▶ AIM OF THE TASK
Write out all of the lines below verbatim, leaving out the pictures.

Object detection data
+ + + + + + +

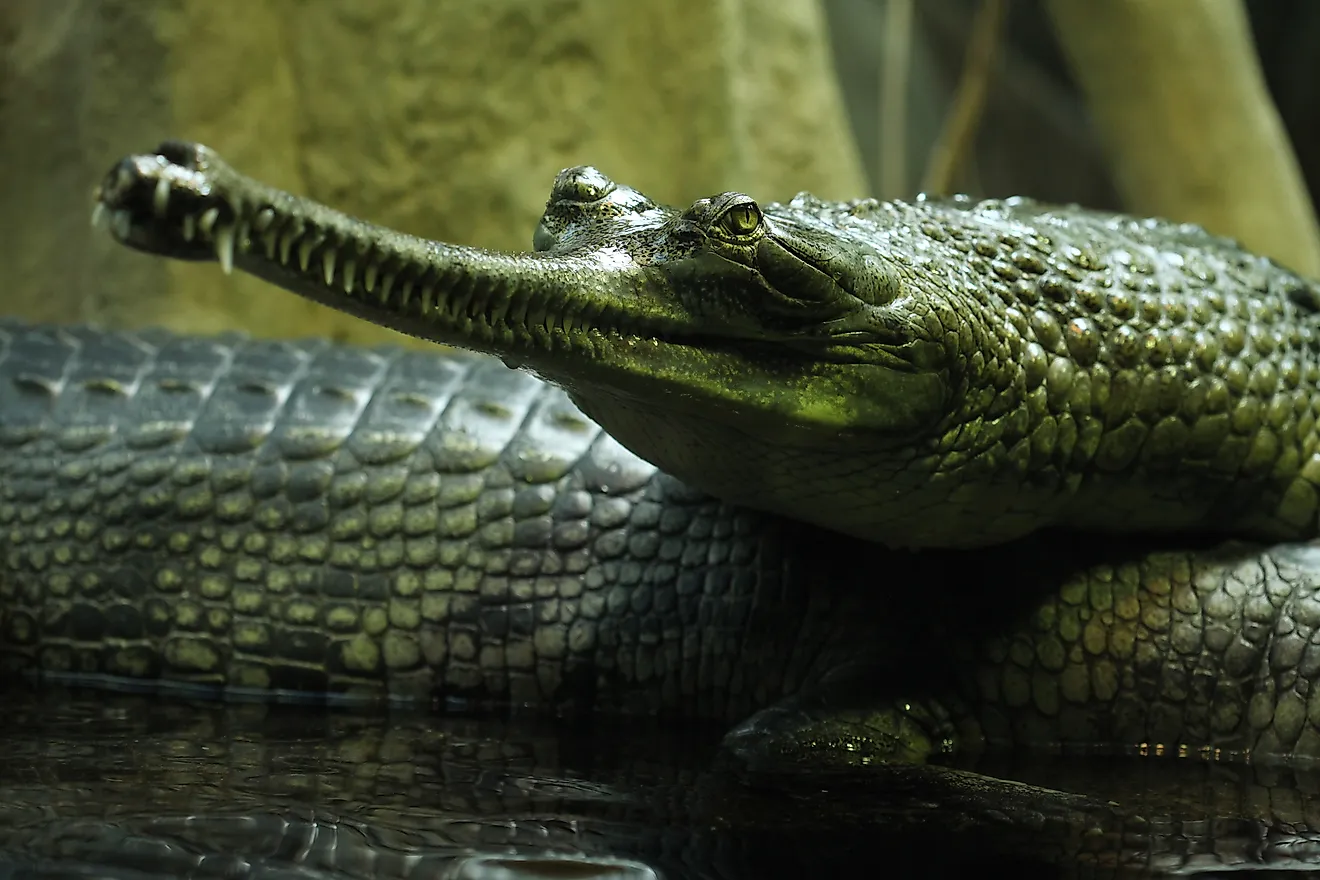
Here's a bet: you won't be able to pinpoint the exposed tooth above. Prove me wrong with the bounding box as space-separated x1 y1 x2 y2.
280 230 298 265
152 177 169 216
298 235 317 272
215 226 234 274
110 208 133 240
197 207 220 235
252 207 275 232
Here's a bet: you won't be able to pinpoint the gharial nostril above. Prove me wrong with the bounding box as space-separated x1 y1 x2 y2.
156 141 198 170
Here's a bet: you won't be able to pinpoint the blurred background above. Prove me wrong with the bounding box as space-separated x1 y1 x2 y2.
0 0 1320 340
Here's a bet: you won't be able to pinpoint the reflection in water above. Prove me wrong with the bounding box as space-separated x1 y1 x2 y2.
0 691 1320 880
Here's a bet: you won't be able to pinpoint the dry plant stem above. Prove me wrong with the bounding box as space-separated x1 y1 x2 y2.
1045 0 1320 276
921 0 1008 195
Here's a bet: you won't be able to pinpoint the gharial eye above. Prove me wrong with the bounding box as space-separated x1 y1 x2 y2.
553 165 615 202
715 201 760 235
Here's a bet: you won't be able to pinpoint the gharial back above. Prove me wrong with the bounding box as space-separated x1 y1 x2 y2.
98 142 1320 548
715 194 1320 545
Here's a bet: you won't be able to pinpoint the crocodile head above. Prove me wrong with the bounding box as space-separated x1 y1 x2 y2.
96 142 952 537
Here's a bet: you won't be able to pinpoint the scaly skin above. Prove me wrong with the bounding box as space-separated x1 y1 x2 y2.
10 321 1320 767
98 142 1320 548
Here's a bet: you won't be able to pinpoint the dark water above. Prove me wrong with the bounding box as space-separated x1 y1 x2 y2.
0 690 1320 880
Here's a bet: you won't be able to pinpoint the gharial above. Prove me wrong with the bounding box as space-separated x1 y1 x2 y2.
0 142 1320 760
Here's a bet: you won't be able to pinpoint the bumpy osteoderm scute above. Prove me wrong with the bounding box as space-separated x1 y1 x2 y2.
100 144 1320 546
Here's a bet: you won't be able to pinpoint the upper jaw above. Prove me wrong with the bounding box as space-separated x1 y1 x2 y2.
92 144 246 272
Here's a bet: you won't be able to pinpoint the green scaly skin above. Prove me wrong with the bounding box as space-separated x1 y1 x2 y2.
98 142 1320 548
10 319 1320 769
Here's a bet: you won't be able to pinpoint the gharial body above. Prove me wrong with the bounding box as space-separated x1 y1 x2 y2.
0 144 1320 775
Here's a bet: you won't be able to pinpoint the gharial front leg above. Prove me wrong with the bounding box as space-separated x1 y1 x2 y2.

+ + + + + + +

▶ EXERCISE RESULT
Here's a bet: you won't be able to pinpoint the exposed tooth above. Prove me wrong with the bounding box as space-separated x1 y1 x2 y2.
280 230 298 265
152 177 169 216
298 235 317 272
215 226 234 274
110 208 133 240
197 207 220 235
252 207 275 232
Here's a bet: you won't be able to pinpoint the gharial nostril above. Prove me wrong with the bounding box as space-separated x1 y1 x2 y2.
156 141 198 170
Here's a bet: you won't be able to pinpoint the blurred background above. Prove me wrong with the bounding box as space-separated x1 y1 x2 y2.
0 0 1320 340
Here's a bet: you won't be able to pinpoint the reflection in water above. Prove me wrong with the bounding box as space-separated x1 y1 x2 y2.
0 691 1320 880
Here's a bet: you won't be able to pinpoint the dry plant stem above. Prove me wrong with the bounding box as space-separated x1 y1 x2 y2.
1045 0 1320 276
921 0 1008 195
Here's a bet: you won't be able to pinpoint the gharial eye above. Prove me wrong with the bounding box as space-separated x1 y1 x2 y2.
553 165 615 202
715 201 760 235
Here's a bet: you won't be able to pinpoint the gharial back above. Prove me wrong with the bounding box as space-separated x1 y1 x2 y2.
98 142 1320 548
715 194 1320 545
Here's a bet: you won't be able to pinpoint the crocodile head above. Prove me wrong with the bounding box as space-separated x1 y1 x2 y2.
96 142 952 537
Here's a bet: you won't be able to pinpoint the scaly skin above. Prove me wrong with the bounding box as space-separated x1 y1 x2 y2.
10 321 1320 767
98 142 1320 548
Here's a bet: you won't be able to pinpoint the dark water above. Prove me wrong with the bounding box as space-separated x1 y1 x2 y2.
0 690 1320 880
Here's a bet: you won't be able to pinpoint the gharial above. Prove me wrong with the bounding box as space-separated x1 y1 x2 y2.
0 142 1320 760
Here's a bet: you won't be able to pinpoint the bumpy osteoderm scute above. Prove me wrong with the bounding box as space-separated x1 y1 x2 y2.
100 144 1320 546
Here's a bet: you won't be able to pinpoint the upper jaw above. Prove me wrong with the bounding box as space-separated x1 y1 x2 y2.
92 144 246 272
Here's a bet: you won't be able to pinpoint the green scaly skin above. Prove me wrong with the bounding box as space-separated x1 y1 x2 y2.
98 142 1320 548
10 319 1320 769
Here's a bet: you won't be able to pinpoint the gharial body above. Prove me wrong with the bounding box as space-separated x1 y1 x2 y2.
0 144 1320 775
Here's a bet: you won't be able to pinpoint the gharial front leg above. Prove me wrong with the bounding box as space-separated x1 y1 x2 y2.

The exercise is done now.